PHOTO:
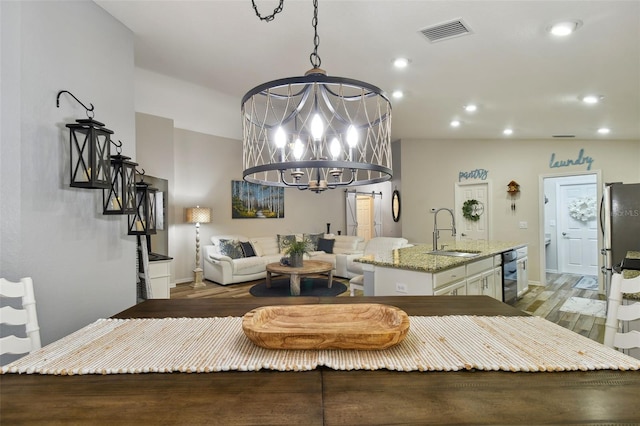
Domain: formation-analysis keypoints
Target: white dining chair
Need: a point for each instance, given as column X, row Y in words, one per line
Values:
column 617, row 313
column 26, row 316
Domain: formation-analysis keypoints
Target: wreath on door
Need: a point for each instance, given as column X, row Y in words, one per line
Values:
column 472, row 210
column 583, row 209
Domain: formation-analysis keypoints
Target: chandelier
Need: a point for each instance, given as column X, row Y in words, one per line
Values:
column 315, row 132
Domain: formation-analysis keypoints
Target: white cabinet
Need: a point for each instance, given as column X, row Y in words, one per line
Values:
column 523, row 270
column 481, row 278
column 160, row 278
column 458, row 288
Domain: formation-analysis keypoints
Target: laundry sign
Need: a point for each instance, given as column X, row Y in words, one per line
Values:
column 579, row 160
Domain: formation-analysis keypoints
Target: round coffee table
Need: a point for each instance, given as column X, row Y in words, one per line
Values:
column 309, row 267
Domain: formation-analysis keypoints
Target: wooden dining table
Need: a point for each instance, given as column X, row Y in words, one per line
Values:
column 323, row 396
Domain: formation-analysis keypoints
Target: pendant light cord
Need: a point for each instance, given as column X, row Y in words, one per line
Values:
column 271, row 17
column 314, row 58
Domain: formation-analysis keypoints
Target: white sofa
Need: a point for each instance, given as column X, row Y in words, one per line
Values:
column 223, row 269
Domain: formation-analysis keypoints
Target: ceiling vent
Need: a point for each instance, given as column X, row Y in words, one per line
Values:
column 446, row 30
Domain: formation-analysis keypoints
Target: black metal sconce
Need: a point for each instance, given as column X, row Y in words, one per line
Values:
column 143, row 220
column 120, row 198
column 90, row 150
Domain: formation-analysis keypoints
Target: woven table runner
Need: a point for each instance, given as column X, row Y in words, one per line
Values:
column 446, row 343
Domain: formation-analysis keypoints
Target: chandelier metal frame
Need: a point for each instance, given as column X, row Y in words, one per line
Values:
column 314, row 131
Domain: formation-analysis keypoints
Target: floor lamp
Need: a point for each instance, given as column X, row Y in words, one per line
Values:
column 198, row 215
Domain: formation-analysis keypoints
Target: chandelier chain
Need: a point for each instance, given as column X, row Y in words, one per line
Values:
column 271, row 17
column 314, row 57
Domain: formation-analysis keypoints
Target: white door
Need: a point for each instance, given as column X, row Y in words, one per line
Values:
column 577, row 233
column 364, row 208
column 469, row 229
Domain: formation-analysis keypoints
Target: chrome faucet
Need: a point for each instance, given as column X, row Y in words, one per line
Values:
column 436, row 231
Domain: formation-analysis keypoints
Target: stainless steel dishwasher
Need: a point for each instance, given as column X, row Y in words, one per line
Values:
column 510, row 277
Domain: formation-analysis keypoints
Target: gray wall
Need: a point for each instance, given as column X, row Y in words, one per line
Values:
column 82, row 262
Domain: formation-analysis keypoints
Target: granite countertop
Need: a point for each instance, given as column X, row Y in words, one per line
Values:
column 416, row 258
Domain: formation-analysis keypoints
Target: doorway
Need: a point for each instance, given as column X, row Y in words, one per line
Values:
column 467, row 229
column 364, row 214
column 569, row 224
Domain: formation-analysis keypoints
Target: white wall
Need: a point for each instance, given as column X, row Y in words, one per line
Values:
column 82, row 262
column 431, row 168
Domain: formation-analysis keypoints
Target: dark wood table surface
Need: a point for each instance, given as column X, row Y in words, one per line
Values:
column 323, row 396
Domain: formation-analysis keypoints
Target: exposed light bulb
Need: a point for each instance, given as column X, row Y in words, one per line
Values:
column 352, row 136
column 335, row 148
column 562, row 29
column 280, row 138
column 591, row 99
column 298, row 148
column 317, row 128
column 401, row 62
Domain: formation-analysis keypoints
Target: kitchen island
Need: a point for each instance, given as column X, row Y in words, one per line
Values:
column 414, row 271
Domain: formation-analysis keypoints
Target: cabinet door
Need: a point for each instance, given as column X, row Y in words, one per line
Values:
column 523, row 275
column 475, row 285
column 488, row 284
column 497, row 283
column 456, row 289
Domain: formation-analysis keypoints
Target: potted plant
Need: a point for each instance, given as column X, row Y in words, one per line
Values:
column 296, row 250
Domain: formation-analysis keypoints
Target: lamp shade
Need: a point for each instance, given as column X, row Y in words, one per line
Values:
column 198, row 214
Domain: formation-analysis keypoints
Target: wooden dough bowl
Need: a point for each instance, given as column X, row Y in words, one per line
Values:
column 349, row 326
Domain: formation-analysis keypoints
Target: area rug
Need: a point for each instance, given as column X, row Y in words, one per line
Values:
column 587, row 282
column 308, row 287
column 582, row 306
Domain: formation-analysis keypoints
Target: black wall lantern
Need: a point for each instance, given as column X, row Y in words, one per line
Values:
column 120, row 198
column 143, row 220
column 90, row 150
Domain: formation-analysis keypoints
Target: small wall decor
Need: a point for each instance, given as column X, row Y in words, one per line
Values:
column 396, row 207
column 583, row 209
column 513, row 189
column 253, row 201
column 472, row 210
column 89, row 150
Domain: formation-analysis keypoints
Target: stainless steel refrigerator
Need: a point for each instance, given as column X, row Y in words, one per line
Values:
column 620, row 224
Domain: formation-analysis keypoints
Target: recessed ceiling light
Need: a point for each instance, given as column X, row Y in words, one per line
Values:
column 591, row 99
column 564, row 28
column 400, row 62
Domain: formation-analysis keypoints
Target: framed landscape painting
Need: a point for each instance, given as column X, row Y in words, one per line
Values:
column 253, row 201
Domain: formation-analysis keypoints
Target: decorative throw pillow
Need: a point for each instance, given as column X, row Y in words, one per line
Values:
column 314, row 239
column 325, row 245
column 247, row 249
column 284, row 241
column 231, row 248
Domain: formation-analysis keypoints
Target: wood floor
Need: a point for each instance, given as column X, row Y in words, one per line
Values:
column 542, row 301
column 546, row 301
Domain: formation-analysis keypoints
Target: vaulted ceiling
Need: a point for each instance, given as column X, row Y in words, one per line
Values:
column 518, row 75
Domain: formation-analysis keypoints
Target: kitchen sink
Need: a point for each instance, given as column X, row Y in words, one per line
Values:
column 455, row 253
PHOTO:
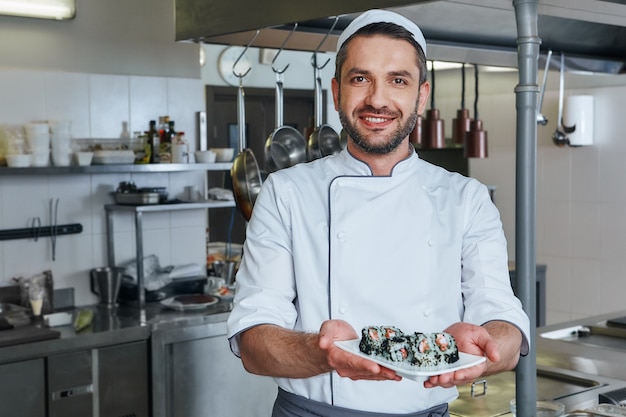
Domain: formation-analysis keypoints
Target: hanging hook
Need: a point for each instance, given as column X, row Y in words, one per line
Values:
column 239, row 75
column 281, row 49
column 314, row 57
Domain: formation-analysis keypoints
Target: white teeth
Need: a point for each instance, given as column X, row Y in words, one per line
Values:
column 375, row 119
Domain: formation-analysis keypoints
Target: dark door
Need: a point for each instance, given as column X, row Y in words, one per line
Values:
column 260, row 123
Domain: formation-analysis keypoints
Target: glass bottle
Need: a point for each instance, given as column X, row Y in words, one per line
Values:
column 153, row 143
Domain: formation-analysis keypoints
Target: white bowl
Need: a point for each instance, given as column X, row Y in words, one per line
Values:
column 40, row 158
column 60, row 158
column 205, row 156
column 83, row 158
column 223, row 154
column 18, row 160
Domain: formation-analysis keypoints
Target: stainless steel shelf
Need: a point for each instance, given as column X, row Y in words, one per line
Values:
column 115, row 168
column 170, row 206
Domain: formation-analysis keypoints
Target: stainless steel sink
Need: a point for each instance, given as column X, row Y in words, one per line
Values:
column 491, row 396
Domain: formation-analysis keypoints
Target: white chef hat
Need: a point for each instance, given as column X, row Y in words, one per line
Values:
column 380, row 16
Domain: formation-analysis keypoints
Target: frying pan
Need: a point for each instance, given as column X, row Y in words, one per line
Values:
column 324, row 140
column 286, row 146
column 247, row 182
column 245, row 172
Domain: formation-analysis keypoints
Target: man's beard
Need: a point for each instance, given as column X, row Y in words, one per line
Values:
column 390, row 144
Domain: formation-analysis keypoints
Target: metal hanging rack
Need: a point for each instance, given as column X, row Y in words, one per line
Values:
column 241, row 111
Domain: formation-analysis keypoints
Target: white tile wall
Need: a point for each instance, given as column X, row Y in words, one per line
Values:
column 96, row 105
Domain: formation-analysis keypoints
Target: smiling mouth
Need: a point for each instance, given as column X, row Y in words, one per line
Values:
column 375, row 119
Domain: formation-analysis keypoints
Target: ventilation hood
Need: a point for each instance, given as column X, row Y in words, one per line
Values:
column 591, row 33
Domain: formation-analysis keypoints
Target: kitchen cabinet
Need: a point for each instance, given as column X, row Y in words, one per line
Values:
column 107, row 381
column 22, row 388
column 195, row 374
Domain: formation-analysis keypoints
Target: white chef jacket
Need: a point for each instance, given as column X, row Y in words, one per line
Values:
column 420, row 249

---

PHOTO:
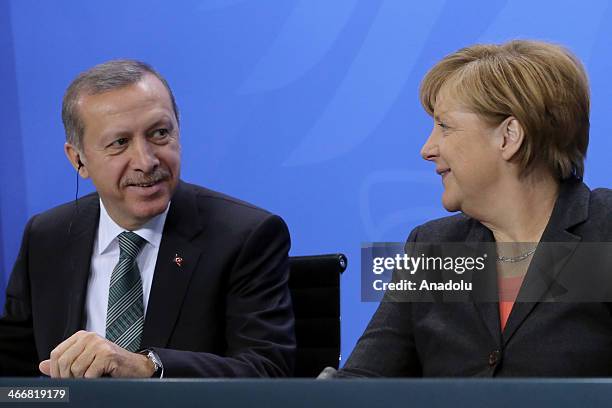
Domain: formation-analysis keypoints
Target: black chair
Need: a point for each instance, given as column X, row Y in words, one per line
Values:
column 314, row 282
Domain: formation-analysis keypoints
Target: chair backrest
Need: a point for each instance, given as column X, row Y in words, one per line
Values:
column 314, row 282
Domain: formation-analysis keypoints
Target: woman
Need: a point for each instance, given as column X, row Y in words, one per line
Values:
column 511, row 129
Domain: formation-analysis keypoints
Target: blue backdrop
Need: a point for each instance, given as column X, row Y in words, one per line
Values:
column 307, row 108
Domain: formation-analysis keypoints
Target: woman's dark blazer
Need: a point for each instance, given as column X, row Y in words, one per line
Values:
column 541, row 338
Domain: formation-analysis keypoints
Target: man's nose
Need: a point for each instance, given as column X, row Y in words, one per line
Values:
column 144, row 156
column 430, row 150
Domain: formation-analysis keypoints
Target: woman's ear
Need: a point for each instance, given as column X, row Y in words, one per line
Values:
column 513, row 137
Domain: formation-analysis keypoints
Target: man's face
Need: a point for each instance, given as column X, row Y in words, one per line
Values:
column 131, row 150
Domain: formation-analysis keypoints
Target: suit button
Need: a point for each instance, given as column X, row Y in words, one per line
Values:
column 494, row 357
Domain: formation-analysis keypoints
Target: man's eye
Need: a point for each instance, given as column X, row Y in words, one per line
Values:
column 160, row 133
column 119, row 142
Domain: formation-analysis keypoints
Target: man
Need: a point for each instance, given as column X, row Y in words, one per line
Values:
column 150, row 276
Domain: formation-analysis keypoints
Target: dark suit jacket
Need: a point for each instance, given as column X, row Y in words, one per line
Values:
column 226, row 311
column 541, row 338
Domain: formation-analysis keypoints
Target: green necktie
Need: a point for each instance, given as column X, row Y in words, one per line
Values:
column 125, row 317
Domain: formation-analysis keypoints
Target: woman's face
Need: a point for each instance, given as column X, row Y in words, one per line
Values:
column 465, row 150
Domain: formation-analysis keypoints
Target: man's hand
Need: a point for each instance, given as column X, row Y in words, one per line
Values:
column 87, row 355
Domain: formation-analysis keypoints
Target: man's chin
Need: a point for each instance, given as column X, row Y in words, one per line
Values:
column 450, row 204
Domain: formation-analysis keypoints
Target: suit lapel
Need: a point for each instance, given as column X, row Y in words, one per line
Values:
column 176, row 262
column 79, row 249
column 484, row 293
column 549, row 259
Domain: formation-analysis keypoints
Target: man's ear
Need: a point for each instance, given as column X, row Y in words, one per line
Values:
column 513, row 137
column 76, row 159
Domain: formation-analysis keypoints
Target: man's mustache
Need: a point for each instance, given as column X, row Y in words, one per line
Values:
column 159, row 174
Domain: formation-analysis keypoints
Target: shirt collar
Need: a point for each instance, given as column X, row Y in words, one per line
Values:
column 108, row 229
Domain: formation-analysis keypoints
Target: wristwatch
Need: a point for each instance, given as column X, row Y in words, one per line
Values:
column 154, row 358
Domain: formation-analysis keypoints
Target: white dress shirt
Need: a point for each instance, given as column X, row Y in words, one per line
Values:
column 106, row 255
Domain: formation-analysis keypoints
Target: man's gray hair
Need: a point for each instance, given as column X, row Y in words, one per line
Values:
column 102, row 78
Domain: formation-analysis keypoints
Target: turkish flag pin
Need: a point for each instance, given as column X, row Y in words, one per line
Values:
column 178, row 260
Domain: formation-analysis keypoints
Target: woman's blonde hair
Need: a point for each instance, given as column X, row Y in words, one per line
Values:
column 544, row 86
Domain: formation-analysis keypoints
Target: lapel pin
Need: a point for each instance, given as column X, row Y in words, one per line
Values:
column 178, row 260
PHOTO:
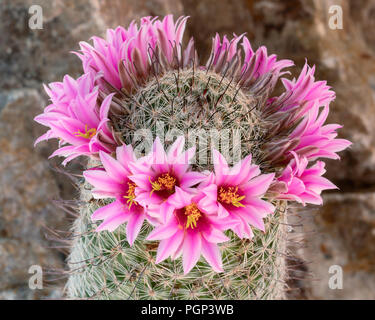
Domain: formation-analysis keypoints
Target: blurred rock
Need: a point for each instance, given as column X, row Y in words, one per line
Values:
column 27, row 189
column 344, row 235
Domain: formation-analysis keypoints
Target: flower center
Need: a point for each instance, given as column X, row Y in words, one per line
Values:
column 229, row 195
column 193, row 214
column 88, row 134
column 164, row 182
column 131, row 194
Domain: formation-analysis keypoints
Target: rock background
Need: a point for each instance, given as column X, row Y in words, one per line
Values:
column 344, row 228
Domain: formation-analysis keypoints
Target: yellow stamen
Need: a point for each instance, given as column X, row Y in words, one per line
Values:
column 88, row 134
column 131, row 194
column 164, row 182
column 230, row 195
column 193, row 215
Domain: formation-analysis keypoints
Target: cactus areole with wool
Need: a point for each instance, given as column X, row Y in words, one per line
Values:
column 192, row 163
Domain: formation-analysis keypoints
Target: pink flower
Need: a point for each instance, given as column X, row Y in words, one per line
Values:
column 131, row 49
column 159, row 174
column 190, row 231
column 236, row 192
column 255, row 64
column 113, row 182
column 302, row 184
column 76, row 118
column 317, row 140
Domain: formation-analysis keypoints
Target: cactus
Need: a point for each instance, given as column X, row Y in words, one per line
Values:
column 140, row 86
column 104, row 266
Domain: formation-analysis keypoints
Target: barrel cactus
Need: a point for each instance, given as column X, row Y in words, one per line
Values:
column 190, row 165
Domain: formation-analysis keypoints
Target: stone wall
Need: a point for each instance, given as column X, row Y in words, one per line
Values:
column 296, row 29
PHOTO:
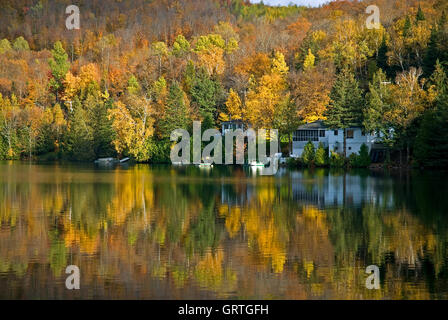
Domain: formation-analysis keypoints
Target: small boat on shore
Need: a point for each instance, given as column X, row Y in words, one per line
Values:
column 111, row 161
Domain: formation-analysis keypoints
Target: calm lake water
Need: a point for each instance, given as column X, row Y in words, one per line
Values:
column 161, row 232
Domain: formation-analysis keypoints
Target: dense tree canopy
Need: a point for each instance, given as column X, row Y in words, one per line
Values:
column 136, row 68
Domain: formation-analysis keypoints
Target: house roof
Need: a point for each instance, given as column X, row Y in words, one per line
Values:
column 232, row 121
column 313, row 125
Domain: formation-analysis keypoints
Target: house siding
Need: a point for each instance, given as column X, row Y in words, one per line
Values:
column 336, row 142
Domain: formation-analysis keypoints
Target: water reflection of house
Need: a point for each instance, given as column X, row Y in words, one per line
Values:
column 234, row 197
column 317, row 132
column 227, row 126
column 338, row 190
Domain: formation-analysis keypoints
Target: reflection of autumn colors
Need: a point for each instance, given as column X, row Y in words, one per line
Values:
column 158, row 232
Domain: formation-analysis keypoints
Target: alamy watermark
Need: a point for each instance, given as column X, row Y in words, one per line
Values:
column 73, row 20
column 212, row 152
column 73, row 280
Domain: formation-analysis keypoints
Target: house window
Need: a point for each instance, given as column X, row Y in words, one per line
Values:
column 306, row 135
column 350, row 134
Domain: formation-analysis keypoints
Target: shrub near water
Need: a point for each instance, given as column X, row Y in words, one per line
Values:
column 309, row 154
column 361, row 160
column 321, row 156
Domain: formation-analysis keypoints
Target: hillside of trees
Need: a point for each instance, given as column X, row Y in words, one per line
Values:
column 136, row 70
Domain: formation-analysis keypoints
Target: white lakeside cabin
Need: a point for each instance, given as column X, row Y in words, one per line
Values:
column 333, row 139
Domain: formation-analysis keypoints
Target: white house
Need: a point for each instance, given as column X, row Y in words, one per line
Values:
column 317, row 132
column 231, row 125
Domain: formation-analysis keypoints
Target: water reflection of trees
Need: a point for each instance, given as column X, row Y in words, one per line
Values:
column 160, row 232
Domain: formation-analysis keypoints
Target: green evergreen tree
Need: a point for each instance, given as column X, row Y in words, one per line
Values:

---

* **Exercise goal**:
List every line in the material above that contains the word "rock", copying each one in full.

* **Answer in full**:
Target: blurred rock
Target: rock background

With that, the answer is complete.